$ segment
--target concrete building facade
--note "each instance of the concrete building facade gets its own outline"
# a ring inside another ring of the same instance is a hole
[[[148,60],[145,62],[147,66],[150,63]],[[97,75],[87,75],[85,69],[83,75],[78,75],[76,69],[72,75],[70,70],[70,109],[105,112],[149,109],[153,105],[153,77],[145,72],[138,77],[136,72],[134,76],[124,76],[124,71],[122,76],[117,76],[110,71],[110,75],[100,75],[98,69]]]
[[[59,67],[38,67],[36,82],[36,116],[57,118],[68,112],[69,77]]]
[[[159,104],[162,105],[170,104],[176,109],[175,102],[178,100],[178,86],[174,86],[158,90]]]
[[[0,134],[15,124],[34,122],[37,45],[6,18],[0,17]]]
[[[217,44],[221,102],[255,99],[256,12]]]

Instructions to follow: Reproduce the data above verbatim, keeping every line in its original order.

Response to this exercise:
$ segment
--target concrete building facade
--note "each instance of the concrete building facade gets its own outline"
# a ring inside another ring of the same instance is a hole
[[[148,60],[145,62],[147,66],[150,63]],[[97,75],[87,75],[85,69],[83,75],[78,75],[76,69],[72,75],[70,70],[70,109],[105,112],[149,109],[153,105],[153,77],[145,72],[138,77],[136,72],[134,76],[124,76],[124,71],[122,76],[117,76],[110,71],[110,75],[100,75],[98,69]]]
[[[59,67],[38,67],[36,82],[36,116],[57,118],[68,112],[69,77]]]
[[[159,104],[162,105],[170,104],[176,109],[175,102],[178,100],[178,86],[174,86],[158,90]]]
[[[0,134],[15,124],[34,122],[37,45],[6,18],[0,17]]]
[[[217,44],[221,102],[255,99],[256,12]]]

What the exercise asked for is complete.